[Excerpts from point annotation data]
━━━━━━━━━━
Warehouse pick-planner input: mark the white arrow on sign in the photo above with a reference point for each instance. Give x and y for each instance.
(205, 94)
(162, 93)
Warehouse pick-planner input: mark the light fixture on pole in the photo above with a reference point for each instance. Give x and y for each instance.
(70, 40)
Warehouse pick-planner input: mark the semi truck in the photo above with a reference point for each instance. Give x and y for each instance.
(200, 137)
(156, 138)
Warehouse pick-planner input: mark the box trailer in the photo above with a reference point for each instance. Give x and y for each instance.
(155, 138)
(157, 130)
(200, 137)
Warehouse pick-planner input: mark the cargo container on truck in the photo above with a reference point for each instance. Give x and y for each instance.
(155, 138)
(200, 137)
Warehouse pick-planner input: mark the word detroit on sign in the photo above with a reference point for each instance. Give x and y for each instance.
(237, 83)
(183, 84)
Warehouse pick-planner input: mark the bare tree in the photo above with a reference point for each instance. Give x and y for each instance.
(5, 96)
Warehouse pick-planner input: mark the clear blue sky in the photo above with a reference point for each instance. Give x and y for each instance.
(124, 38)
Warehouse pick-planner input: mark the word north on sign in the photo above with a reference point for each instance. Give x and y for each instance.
━━━━━━━━━━
§ **WRITTEN PROBLEM**
Quote all of the entries above word for word.

§ **EXERCISE ANSWER**
Warehouse pick-planner input: mark the white arrow on sign in the photo above with a reference point for each instance. Give x and y for each instance.
(205, 94)
(162, 93)
Warehouse pick-planner input: mark the light fixture on pole in the photo above with a reference point for each instance. Give x and y for each instance.
(70, 40)
Warehouse pick-planner input: mark the semi truck in the photo above with a reference point for each instance. Give x and y for each instance.
(200, 137)
(156, 138)
Warehouse pick-planner input: mark the box trailer in the photo above with a reference point for each instance. Give x and y for each instance.
(155, 138)
(157, 130)
(200, 137)
Warehouse pick-planner input: mark the cargo container on truck in the photo above with a reference point for each instance. Give x and y for each instance.
(155, 138)
(200, 137)
Warehouse pick-planner input: mark the word detroit on sign in the photo above with a reference point for each instance. Give x and y for each instance.
(237, 83)
(183, 84)
Warehouse pick-planner input: mark the bare tree in the photo above with a reference point for each instance. Give x and y for each instance.
(5, 96)
Warehouse pick-planner input: mark the clear blue sky in the photo above with a reference point for each instance. Give x and y for each instance.
(124, 38)
Warehouse pick-planner input: mark the word north on sign in the photo above with a reference point for each instance. Give x and y for each instance.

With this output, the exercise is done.